▸ DOCUMENT SECTION:
════
The numbers of OTUs in the control and drought sites were almost identical (Figure 2d). However, our HTS data also allow us to evaluate the relative abundances of different Cercozoan genera on this soil type, as can be seen on the heatmaps in Figure 3. It has been suggested that because of their small size (5–10 μm), Glissomonadida are the quantitatively dominant Cercozoa in soils (Howe et al., 2009), and indeed, glissomonads are the most abundant group in our analysis (Figure 3). Among the taxa that could be identified confidently, the euglyphid testate amoeba Trinema was the most abundant genus (Figure 3b). Trinema also presented the proportionally largest changes in abundance of cercozoan genera between the two treatments. Overall, testate amoebae constituted ~19.9 and 17.7% on the two control sites and 15.9 and just below 9% on the drought sites, respectively (Figure 3a). Thus, although our results are not significant, possibly due to the small sample size, they suggest a negative response of testate amoebae to drought in accordance with previous findings (Lousier, 1974a, b; Wilkinson and Mitchell, 2010).

Figure 3
figure 3

Heatmaps displaying the taxonomic abundance and distribution of the sequences (n=85 305) between the four sample sites, at (a) order and (b) genus level. The heatmaps are drawn using the heatmap.2 function of the gplots package, and dendrogram distances are based on Euclidean distance. Taxa constituting <1% of the total taxa have been lumped into the ‘other assigned’ category. Testate taxa are marked with an asterisk. Glissomonads and Euglyphids are by far the most abundant Cercozoa in all samples. Of all taxa, the genus Trinema shows the largest relative change in response to the drought treatment.

Testate amoebae are generally large (members of Trinema usually in the length range of 30–100 μm, or 6–12 times longer than most glissomonads). Hence, even though cell number of glissomonads in the samples exceed that of testate amoebae by a factor of three or four, the same will not be true for their biomass. Since-cell size of protozoan predators is one of the most important morphological factors determining the bacterial community composition (Glucksman et al., 2010), our results suggest a quantitative importance of cercozoan testate genera that merits more attention.
════
▸ TASK LIST:
(a) In the Cercozoa passage, retype the text starting with "Testate amoebae are" and going on through "merits more attention.".
(b) Answer these questions from the Cercozoa passage:
(i) What size range does it give for Glissomonadida?
(ii) Which function was used to draw the heatmaps?
(iii) What length range does it give for members of Trinema?
The rows come from a separate source.
════
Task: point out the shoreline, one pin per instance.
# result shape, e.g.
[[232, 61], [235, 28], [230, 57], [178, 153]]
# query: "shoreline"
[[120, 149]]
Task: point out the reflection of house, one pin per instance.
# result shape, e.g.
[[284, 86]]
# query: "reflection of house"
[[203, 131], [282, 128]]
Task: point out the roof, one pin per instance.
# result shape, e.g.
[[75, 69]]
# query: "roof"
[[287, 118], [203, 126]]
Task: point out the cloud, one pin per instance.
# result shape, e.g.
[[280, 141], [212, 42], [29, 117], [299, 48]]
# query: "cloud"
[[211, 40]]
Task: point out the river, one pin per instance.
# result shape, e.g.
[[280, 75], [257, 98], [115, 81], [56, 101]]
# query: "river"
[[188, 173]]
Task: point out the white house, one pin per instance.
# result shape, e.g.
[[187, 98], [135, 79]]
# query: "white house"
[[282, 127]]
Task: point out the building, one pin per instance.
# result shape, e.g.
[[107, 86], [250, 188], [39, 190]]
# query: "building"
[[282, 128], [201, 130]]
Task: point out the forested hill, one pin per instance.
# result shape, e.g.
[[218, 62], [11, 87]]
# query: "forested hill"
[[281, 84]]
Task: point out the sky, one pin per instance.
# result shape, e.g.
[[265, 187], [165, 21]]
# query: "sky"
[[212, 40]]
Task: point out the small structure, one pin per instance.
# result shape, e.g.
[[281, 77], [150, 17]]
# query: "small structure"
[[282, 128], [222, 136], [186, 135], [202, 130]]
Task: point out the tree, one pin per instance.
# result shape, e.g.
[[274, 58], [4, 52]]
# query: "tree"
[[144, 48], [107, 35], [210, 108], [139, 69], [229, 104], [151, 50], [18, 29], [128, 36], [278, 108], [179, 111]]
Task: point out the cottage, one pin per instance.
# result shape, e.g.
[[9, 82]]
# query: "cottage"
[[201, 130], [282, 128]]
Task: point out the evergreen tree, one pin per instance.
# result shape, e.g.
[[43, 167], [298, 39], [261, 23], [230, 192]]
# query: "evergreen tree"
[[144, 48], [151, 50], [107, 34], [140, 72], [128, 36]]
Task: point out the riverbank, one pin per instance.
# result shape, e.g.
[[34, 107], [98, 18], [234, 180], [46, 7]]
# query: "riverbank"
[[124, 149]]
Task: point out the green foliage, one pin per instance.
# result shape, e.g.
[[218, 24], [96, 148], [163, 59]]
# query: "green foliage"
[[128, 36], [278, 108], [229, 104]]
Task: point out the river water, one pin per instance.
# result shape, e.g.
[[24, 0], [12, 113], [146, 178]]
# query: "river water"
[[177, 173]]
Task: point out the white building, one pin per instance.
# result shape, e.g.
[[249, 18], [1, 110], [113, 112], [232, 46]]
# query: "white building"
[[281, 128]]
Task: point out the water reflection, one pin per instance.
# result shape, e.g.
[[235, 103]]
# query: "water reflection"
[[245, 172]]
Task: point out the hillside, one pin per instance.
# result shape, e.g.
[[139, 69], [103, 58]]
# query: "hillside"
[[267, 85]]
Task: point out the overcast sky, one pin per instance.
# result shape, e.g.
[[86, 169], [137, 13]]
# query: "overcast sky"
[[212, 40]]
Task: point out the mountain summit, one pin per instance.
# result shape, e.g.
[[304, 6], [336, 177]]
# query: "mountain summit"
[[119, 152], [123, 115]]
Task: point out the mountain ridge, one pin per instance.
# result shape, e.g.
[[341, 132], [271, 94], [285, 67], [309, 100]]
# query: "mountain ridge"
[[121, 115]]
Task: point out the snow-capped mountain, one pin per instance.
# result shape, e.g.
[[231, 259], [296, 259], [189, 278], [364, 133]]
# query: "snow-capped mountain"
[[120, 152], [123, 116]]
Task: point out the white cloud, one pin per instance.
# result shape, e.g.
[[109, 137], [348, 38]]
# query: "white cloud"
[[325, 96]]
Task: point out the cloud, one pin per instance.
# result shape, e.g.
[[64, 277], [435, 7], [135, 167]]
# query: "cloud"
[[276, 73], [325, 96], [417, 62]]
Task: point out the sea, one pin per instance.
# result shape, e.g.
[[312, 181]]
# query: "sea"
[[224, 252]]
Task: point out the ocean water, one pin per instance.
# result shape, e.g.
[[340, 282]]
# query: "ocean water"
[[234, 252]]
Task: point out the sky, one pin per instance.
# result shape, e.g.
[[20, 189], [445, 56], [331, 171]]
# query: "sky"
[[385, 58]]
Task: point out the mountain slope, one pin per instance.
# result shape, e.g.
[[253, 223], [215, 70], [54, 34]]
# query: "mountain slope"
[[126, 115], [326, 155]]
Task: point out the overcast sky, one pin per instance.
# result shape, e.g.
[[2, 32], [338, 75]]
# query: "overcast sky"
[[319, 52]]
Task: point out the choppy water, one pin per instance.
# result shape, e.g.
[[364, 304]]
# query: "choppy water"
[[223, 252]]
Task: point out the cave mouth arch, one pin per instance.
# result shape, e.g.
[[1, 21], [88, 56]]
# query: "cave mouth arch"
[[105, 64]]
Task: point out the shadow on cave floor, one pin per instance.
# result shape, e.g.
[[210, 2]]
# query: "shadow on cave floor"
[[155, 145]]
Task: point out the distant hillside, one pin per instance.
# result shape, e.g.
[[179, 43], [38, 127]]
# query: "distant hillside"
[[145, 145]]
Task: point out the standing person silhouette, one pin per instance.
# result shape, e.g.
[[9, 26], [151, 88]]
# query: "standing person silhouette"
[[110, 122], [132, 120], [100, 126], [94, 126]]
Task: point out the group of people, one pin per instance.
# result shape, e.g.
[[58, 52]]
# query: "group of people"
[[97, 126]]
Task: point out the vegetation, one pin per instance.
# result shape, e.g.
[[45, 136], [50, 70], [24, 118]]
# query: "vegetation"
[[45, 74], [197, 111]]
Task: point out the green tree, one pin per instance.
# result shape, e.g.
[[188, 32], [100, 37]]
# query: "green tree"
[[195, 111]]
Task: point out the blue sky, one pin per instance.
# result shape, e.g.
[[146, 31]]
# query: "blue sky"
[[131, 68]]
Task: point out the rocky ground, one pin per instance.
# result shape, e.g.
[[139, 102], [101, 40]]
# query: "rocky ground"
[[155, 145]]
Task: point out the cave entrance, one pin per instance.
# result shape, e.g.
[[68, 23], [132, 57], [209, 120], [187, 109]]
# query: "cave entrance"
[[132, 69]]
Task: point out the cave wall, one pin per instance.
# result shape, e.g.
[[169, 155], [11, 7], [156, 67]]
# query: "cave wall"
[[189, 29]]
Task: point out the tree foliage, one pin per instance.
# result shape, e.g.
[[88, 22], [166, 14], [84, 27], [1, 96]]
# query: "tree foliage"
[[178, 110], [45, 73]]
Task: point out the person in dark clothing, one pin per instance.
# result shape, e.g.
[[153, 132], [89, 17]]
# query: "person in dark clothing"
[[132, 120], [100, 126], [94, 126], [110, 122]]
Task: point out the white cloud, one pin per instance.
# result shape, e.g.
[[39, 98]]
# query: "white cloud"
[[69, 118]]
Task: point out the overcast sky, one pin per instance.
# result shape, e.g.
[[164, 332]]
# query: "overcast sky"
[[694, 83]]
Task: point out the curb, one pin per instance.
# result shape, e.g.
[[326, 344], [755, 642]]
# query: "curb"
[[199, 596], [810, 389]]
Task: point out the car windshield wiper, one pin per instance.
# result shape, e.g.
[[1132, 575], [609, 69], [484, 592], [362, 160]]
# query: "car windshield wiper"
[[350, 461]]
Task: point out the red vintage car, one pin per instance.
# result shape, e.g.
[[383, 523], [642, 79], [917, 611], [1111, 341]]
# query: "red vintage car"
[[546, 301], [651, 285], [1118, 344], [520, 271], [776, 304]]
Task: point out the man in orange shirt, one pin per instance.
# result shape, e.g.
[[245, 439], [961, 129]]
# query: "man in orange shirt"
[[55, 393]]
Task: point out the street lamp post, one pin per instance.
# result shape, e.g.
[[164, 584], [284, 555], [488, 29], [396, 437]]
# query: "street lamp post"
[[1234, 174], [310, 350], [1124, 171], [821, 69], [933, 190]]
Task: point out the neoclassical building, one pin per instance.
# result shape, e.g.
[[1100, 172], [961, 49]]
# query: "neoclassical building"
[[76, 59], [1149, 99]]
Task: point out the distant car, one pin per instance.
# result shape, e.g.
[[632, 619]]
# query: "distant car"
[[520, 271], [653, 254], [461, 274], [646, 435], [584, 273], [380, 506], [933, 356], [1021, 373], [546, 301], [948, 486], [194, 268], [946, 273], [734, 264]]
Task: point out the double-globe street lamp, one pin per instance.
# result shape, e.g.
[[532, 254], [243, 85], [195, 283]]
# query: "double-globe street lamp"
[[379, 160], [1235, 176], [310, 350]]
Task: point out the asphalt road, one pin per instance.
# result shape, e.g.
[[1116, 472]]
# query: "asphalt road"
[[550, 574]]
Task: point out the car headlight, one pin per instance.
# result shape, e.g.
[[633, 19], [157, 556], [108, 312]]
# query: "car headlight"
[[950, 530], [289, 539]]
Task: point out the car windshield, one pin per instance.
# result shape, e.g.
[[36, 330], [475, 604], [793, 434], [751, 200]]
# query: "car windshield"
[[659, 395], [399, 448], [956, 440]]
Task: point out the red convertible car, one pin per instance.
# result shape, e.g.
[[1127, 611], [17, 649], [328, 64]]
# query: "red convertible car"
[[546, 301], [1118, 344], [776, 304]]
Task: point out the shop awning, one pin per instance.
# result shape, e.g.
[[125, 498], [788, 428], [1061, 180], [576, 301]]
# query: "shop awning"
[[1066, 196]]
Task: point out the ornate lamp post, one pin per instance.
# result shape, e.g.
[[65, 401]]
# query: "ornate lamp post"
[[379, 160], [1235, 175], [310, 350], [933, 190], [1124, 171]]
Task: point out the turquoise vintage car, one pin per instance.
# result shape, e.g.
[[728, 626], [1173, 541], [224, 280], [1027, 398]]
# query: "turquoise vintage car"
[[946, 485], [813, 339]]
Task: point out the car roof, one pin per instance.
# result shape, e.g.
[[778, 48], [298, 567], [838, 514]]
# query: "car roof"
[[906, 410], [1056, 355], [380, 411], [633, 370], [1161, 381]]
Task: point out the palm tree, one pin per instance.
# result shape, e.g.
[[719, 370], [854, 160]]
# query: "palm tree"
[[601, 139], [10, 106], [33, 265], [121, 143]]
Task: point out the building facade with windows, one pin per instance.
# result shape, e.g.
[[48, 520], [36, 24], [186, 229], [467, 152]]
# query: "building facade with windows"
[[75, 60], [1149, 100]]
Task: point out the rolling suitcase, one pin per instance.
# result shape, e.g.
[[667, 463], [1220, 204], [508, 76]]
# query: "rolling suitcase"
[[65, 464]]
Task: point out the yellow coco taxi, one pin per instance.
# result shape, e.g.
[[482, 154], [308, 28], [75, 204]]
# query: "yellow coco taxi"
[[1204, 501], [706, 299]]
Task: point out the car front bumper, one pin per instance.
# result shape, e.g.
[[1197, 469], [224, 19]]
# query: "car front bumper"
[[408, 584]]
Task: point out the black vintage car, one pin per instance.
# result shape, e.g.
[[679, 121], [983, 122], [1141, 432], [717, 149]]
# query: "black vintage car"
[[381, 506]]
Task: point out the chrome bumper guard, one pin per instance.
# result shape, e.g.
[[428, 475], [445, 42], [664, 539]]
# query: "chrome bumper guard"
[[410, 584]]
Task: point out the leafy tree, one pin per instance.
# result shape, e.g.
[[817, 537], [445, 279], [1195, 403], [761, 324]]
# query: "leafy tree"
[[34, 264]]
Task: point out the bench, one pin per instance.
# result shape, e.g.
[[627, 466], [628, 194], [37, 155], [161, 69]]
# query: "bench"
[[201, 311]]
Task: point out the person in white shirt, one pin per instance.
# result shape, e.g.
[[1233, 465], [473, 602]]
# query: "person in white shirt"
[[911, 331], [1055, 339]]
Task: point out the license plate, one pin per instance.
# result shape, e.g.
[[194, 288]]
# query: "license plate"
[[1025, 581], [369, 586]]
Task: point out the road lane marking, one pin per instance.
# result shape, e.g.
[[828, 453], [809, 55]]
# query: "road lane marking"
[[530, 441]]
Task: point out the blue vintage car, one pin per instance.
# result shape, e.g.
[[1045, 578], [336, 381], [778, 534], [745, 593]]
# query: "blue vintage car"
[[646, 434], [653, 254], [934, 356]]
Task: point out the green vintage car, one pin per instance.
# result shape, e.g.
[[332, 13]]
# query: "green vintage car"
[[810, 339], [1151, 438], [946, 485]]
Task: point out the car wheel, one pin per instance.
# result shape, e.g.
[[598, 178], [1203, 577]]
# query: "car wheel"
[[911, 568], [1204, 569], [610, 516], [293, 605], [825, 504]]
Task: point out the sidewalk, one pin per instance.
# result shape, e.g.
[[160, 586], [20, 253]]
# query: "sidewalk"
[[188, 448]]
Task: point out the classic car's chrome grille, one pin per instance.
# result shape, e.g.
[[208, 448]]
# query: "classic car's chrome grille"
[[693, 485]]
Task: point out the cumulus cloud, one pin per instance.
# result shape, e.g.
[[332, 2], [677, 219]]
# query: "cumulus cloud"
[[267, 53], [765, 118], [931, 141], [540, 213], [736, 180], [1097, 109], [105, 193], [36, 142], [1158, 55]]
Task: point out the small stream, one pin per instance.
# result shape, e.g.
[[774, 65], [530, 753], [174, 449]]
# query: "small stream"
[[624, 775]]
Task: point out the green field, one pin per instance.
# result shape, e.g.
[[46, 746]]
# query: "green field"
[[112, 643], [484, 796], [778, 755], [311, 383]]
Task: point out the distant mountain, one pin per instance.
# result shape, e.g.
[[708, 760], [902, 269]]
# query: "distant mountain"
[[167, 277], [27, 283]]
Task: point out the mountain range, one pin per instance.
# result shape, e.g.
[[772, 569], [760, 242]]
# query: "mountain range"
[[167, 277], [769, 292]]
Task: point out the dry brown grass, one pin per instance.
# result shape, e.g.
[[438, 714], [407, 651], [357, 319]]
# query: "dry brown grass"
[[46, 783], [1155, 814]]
════
▸ ANSWERS GIVEN:
(a)
Testate amoebae are generally large (members of Trinema usually in the length range of 30–100 μm, or 6–12 times longer than most glissomonads). Hence, even though cell number of glissomonads in the samples exceed that of testate amoebae by a factor of three or four, the same will not be true for their biomass. Since-cell size of protozoan predators is one of the most important morphological factors determining the bacterial community composition (Glucksman et al., 2010), our results suggest a quantitative importance of cercozoan testate genera that merits more attention.

(b)
(i) 5–10 μm
(ii) The heatmap.2 function of the gplots package
(iii) 30–100 μm